Self-managed GitLab runner always reporting that no CUDA is available. Sometimes even reporting that no Nvidia Driver and Nvidia Container Toolkit detected.
Steps to reproduce
Install and configure Podman
Install Nvidia Container Toolkit
If not automatically manually generate CDI specification and make sure that the correct driver is selected
Verify and validate that Podman has access to Nvidia GPUs and can execute CUDA code (e.g. the official PyTorch image or the base Nvidia CUDA image)
Install and configure GitLab runner with Docker as executor
Create a simple CI pipeline that runs the same code that was used to verify and validate the GPU access in Podman
Based on the image and CUDA version selected observe
(always) no CUDA detected even if Nvidia driver is
import torch`
print(torch.cuda.is_available())
(sometimes) no Nvidia driver detected
Using effective pull policy of [if-not-present] for container nvidia/cuda:13.0.1-cudnn-devel-ubuntu24.04
Using docker image sha256:92a047cf48371393d2d27c9a696f3afd7548b1b39e27d0696e2ec18c22e41ccc for nvidia/cuda:13.0.1-cudnn-devel-ubuntu24.04 with digest docker.io/nvidia/cuda@sha256:5a2d3b02eb7412847d051d0f2b0f0a5031057a0172d9ca78743cc41cfc5d037f …
==========
== CUDA ==
==========
CUDA Version 13.0.1
Container image Copyright (c) 2016-2023, NVIDIA CORPORATION & AFFILIATES. All rights reserved.
This container image and its contents are governed by the NVIDIA Deep Learning Container License.
By pulling and using the container, you accept the terms and conditions of this license: https://developer.nvidia.com/ngc/nvidia-deep-learning-container-license
A copy of this license is made available in this container at /NGC-DL-CONTAINER-LICENSE for your convenience.

_STORED RECORDS_
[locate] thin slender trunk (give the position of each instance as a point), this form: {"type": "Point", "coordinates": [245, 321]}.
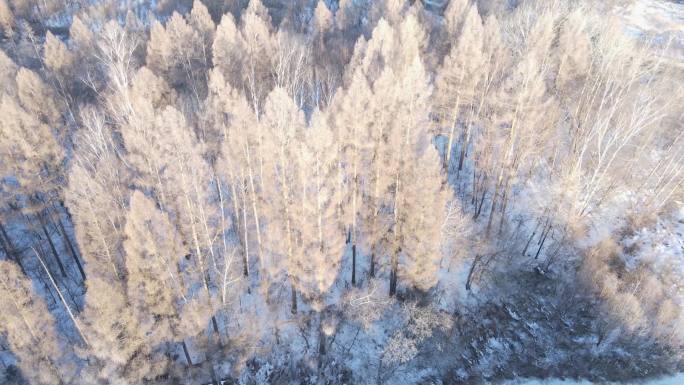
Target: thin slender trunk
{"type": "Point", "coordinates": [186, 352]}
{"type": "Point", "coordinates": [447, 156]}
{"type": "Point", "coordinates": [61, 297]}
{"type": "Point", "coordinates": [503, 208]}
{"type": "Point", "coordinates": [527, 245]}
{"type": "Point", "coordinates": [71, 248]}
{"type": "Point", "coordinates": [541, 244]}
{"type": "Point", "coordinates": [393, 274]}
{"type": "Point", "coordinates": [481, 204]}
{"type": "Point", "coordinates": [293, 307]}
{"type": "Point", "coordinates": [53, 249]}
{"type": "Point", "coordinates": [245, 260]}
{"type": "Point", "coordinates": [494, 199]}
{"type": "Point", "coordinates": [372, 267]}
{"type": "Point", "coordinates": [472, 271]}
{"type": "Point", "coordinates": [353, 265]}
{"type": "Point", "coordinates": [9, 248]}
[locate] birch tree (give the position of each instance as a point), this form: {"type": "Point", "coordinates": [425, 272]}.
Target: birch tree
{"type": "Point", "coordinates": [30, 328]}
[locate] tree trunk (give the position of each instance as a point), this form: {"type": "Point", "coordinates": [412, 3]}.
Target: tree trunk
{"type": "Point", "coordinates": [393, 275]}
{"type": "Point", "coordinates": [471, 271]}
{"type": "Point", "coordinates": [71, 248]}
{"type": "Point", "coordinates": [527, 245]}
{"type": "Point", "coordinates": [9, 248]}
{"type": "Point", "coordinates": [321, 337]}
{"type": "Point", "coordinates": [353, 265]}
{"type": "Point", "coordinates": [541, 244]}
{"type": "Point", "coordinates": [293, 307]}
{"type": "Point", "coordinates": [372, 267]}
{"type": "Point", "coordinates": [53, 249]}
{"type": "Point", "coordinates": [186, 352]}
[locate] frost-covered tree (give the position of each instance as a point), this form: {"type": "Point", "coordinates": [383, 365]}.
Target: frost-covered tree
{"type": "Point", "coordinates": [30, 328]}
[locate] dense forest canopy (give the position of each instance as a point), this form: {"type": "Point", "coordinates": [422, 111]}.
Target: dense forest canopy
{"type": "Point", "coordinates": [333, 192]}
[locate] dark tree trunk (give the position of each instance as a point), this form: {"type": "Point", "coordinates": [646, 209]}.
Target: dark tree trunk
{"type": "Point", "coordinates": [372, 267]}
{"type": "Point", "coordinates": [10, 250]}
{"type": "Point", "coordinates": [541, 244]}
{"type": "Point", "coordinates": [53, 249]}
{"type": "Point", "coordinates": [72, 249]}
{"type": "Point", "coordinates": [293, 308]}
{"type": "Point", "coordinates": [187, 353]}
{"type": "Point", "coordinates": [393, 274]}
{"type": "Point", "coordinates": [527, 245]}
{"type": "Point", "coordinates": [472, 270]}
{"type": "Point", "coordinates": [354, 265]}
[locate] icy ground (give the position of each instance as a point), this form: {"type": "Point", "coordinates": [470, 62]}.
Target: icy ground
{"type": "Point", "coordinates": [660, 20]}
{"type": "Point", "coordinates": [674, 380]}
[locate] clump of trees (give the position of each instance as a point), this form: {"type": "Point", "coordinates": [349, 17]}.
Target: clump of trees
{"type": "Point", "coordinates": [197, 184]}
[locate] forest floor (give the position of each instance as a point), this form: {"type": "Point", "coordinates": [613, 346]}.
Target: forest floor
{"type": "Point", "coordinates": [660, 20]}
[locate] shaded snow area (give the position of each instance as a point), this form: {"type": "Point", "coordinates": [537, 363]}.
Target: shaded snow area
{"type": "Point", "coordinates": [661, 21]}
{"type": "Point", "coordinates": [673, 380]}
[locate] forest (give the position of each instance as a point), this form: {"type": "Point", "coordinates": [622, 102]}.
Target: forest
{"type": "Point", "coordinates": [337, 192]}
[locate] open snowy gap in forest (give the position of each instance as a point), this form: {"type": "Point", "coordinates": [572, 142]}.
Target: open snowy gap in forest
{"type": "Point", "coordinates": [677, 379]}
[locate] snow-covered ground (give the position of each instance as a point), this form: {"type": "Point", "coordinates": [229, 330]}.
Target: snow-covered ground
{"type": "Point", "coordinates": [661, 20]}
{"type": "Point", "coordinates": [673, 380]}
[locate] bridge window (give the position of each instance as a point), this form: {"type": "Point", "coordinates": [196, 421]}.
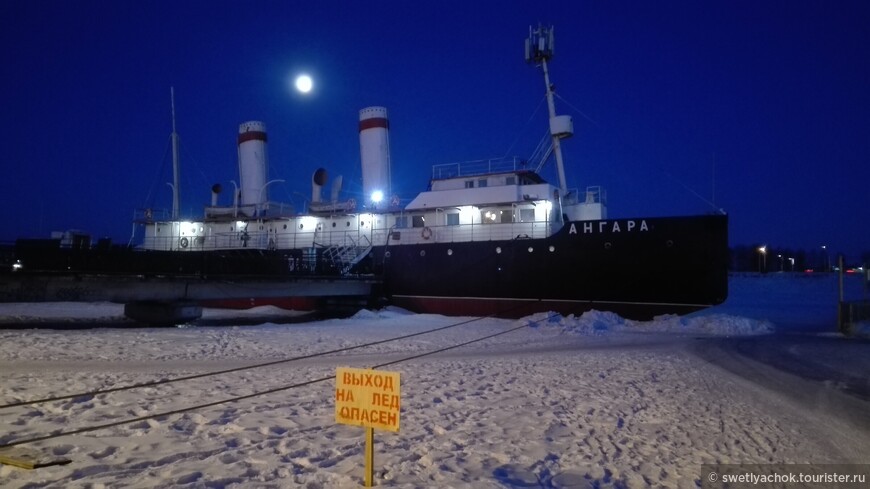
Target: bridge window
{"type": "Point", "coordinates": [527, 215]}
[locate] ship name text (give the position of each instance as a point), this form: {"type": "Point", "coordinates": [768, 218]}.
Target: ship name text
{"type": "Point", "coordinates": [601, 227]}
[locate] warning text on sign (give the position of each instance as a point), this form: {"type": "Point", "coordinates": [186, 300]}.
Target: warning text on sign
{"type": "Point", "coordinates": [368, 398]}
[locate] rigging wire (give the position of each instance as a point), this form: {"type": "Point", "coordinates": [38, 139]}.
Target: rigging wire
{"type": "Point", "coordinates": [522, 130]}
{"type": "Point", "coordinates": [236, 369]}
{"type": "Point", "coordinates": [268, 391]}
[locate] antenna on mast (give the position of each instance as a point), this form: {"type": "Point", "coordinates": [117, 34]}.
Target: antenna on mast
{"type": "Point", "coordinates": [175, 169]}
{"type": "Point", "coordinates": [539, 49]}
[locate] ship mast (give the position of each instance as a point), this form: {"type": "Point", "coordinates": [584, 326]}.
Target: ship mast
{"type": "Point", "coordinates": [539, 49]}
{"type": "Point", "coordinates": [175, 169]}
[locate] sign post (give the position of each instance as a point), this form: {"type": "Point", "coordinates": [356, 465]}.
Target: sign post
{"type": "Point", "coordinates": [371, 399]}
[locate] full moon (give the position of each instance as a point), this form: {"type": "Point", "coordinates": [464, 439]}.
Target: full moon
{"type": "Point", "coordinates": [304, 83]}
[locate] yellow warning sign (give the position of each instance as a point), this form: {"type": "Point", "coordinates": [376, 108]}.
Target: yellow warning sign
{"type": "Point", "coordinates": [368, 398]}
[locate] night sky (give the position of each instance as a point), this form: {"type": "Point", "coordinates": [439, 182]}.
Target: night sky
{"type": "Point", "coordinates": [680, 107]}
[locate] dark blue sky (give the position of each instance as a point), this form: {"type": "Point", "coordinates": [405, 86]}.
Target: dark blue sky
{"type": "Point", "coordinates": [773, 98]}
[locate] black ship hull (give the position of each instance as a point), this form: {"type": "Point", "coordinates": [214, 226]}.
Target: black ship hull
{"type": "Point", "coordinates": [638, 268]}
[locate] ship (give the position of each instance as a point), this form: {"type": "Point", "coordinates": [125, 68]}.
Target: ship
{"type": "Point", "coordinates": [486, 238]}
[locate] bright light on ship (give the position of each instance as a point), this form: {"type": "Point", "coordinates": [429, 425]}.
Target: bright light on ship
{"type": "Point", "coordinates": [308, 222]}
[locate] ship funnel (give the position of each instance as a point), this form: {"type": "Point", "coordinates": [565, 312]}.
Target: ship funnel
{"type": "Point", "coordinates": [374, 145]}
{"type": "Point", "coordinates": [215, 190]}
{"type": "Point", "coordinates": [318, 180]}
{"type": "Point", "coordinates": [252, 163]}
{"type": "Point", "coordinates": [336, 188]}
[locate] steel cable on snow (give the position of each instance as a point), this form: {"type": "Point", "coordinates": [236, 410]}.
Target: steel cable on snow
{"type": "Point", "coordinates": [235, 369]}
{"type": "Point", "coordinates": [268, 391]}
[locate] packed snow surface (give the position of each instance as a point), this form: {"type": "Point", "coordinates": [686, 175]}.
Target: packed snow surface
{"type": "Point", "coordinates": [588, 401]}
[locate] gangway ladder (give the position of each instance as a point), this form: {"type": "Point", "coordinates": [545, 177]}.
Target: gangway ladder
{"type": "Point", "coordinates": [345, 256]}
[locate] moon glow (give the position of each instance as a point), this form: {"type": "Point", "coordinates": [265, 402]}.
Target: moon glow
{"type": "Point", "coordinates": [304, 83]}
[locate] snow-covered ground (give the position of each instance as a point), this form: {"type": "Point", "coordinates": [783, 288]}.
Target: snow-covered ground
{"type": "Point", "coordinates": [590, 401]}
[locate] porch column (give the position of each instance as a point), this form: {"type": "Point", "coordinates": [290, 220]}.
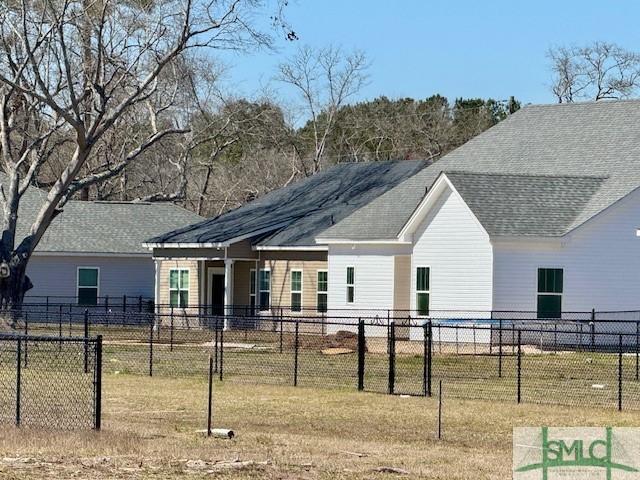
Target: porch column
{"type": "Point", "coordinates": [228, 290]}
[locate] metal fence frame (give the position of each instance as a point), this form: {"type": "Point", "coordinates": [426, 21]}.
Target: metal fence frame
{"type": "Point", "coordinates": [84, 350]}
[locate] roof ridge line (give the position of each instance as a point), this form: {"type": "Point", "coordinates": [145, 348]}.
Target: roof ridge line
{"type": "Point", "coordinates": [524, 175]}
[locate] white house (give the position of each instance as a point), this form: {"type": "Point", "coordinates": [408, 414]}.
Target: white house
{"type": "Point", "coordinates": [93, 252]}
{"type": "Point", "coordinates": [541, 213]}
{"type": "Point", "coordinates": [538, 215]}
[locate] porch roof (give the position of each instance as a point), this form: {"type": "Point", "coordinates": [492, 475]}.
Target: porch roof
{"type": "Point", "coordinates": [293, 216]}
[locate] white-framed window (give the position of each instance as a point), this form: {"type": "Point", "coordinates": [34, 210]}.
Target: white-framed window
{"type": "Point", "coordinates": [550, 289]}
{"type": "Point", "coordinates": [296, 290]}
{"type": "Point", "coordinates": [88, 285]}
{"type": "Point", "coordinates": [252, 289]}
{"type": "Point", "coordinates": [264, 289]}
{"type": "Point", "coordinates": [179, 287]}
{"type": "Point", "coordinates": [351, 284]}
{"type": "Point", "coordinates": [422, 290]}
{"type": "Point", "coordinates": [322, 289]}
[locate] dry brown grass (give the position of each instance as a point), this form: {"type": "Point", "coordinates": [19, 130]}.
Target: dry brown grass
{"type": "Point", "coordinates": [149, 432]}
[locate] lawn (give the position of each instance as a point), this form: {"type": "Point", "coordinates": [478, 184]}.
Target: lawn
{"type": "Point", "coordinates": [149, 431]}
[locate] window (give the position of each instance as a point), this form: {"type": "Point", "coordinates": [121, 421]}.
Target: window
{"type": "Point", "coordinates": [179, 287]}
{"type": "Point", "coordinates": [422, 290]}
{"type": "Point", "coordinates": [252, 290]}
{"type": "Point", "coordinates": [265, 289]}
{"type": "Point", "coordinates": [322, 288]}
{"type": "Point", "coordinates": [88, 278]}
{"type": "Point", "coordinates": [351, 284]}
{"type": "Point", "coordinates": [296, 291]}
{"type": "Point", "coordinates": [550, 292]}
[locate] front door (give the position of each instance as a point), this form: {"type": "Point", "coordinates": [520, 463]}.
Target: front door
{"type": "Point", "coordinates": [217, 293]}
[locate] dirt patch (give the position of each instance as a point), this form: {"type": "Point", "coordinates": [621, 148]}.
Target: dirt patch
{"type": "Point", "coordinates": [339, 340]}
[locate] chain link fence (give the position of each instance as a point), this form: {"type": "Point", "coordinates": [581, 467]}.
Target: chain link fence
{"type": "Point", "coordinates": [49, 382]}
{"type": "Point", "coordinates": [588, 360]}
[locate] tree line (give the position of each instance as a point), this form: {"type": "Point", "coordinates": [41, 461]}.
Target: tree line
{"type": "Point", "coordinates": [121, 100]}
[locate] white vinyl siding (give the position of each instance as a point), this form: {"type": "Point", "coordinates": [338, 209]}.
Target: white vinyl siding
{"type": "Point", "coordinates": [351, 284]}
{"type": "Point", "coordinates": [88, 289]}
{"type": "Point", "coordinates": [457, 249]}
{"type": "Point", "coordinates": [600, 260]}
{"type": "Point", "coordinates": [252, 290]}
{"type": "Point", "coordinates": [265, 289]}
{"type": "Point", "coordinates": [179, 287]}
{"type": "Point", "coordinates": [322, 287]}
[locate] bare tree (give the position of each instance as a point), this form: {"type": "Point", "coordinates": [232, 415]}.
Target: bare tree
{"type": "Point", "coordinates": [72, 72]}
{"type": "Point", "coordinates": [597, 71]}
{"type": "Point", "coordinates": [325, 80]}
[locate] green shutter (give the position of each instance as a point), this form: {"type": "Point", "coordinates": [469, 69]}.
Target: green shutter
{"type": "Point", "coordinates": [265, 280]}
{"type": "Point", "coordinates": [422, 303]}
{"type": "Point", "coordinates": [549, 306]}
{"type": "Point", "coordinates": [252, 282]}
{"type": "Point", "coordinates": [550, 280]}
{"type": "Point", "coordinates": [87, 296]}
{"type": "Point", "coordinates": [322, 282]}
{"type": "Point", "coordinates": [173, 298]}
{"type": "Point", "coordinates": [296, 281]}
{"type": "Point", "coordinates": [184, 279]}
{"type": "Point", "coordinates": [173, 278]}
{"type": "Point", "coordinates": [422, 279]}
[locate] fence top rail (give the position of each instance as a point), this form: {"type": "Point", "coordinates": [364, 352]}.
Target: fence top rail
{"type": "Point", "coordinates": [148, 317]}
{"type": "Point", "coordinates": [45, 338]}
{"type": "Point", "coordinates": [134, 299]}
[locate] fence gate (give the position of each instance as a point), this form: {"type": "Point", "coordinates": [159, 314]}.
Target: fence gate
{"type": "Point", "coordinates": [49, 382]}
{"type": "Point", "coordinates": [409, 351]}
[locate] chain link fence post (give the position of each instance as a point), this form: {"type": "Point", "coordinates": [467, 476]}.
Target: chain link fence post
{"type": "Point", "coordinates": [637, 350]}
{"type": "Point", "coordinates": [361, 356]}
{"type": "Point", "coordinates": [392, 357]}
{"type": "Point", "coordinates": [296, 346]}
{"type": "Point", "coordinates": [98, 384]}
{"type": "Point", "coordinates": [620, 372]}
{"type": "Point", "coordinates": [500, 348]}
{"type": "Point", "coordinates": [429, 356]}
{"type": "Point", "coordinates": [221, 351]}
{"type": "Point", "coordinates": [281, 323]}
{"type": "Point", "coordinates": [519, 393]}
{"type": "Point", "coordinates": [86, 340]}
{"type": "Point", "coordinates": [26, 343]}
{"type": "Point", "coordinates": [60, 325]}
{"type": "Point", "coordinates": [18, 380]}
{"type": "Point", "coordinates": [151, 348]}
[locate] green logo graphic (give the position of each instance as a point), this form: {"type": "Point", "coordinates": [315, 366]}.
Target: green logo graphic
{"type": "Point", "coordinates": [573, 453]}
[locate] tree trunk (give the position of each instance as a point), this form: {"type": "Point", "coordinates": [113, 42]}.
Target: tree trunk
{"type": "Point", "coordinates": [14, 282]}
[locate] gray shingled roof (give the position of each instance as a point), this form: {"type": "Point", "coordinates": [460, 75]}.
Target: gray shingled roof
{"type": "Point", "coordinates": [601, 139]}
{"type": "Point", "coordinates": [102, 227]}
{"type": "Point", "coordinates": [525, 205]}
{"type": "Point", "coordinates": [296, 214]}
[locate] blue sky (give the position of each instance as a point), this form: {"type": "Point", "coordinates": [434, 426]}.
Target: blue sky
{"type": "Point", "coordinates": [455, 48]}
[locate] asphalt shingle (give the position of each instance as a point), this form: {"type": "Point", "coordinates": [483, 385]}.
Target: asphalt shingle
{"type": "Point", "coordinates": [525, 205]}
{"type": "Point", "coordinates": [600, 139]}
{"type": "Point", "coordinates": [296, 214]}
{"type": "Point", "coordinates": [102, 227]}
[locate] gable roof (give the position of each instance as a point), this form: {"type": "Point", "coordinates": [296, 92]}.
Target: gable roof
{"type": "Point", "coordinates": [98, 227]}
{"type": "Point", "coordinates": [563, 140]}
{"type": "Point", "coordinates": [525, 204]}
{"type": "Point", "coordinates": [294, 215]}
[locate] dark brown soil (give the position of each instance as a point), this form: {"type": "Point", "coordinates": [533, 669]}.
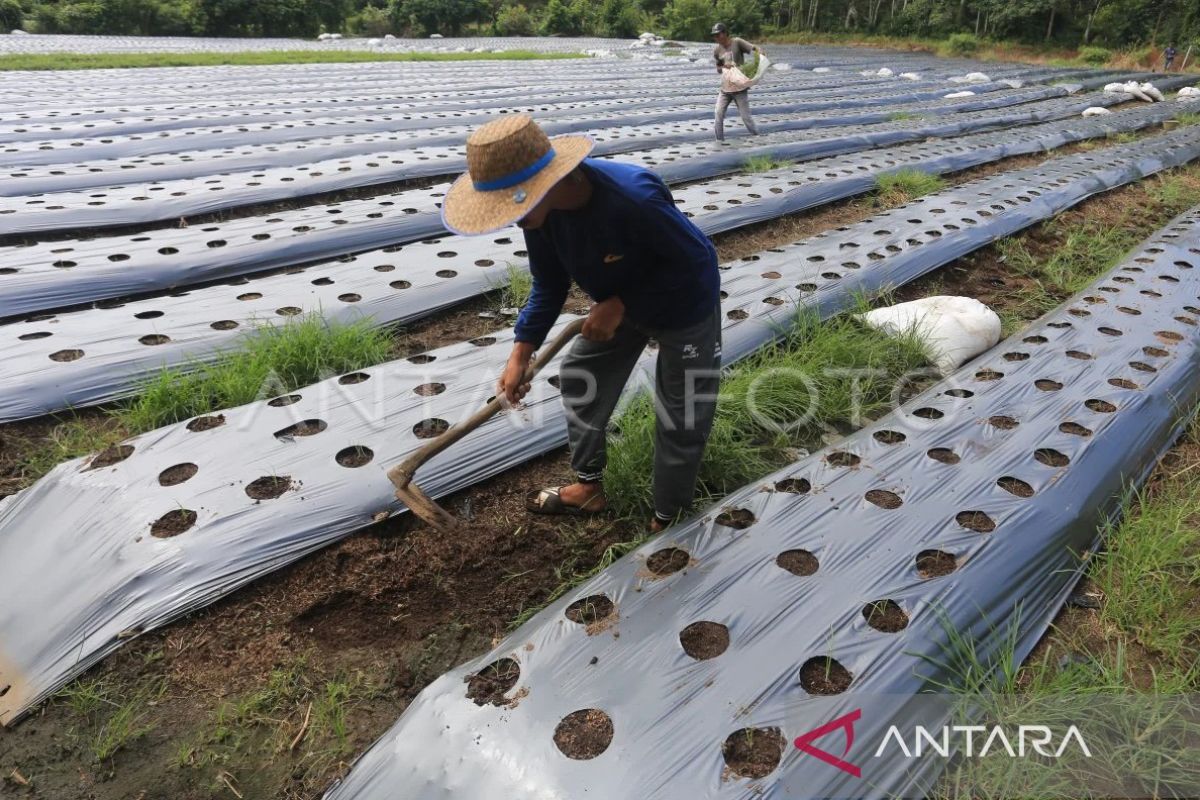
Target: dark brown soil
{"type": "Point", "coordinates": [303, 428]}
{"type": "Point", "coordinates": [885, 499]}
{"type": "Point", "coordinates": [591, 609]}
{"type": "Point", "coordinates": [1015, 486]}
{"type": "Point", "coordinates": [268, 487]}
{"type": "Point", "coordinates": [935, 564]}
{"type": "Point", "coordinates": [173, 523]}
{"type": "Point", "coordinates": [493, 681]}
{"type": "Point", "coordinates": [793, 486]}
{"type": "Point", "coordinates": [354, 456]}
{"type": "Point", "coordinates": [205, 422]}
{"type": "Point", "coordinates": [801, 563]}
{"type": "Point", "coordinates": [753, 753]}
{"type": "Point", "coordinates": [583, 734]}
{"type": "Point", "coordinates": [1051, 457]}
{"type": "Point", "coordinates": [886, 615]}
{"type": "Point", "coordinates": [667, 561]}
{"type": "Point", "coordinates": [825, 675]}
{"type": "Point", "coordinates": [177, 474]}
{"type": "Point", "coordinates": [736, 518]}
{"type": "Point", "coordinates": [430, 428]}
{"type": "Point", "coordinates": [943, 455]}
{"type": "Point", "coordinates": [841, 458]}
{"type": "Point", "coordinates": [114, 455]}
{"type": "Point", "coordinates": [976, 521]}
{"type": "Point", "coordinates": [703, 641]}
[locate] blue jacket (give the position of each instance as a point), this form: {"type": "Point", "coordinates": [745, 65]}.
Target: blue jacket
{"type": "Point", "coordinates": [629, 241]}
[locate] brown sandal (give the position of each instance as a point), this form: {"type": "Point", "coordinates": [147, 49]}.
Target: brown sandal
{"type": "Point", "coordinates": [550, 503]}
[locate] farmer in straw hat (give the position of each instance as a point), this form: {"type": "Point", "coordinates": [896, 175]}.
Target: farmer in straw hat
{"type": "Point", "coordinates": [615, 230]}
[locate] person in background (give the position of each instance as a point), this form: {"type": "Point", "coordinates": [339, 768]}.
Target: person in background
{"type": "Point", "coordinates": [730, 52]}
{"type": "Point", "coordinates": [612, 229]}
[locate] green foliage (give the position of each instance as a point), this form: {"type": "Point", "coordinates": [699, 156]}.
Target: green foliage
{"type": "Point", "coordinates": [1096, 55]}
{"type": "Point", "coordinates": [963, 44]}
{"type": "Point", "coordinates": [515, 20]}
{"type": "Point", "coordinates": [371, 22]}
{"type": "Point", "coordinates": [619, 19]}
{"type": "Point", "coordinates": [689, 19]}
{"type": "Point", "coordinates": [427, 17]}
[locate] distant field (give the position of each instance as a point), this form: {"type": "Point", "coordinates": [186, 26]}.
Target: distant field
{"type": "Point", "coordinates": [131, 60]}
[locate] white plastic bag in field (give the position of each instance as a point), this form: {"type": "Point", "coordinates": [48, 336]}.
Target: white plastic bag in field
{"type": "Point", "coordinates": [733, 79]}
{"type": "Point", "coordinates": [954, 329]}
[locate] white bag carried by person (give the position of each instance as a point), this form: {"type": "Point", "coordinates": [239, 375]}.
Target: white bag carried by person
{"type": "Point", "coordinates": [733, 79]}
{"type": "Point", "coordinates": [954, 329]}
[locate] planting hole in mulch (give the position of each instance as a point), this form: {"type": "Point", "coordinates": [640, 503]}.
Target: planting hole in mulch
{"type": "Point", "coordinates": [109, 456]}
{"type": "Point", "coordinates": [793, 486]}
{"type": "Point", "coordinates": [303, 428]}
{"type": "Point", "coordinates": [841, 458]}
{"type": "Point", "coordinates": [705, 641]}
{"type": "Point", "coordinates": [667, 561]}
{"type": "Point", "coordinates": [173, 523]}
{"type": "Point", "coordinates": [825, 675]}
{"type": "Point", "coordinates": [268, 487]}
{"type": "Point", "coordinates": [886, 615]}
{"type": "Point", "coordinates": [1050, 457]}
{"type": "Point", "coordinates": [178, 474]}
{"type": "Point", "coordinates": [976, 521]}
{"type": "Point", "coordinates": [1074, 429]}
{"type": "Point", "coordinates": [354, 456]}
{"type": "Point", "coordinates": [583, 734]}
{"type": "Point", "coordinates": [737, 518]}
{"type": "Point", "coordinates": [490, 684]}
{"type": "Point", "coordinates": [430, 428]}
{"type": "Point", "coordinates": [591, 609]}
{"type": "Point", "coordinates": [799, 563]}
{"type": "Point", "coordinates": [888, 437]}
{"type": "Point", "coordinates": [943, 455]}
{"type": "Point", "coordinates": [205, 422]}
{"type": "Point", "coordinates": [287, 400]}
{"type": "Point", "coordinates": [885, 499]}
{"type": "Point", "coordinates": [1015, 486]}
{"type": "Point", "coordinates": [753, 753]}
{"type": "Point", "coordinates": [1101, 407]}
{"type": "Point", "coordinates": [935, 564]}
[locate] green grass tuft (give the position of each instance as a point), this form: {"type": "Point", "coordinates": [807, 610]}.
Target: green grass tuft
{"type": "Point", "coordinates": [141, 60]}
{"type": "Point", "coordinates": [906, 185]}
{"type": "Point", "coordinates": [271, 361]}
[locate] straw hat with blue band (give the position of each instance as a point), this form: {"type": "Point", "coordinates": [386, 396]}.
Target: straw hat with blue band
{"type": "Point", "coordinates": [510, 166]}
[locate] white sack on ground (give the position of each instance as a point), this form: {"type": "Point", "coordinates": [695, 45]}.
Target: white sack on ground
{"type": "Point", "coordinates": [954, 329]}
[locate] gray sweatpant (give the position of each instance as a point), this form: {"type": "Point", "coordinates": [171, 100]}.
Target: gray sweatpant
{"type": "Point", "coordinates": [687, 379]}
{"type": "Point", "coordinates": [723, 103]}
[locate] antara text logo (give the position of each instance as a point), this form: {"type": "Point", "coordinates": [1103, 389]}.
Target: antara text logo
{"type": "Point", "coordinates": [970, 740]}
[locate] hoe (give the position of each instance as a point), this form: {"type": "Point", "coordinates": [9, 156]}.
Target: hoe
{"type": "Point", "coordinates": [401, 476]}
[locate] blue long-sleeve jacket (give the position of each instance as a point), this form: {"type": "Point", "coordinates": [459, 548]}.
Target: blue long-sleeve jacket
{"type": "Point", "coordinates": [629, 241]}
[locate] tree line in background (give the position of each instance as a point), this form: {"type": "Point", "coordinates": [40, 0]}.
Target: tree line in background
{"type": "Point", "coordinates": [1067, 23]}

_CHALLENGES_
(1) Reproduce the part of the GitLab runner issue starting with "(sometimes) no Nvidia" and going on through "Learning Container License.".
(2) Pull out every line of the listing that contains the word "black", matching upper and lower case exactly.
The GitLab runner issue and the listing have nothing to do with each other.

_SOLUTIONS IN ORDER_
(1)
(sometimes) no Nvidia driver detected
Using effective pull policy of [if-not-present] for container nvidia/cuda:13.0.1-cudnn-devel-ubuntu24.04
Using docker image sha256:92a047cf48371393d2d27c9a696f3afd7548b1b39e27d0696e2ec18c22e41ccc for nvidia/cuda:13.0.1-cudnn-devel-ubuntu24.04 with digest docker.io/nvidia/cuda@sha256:5a2d3b02eb7412847d051d0f2b0f0a5031057a0172d9ca78743cc41cfc5d037f …
==========
== CUDA ==
==========
CUDA Version 13.0.1
Container image Copyright (c) 2016-2023, NVIDIA CORPORATION & AFFILIATES. All rights reserved.
This container image and its contents are governed by the NVIDIA Deep Learning Container License.

(2)
[locate] black ship hull (give the position of each instance as a point), this form: {"type": "Point", "coordinates": [214, 226]}.
Target: black ship hull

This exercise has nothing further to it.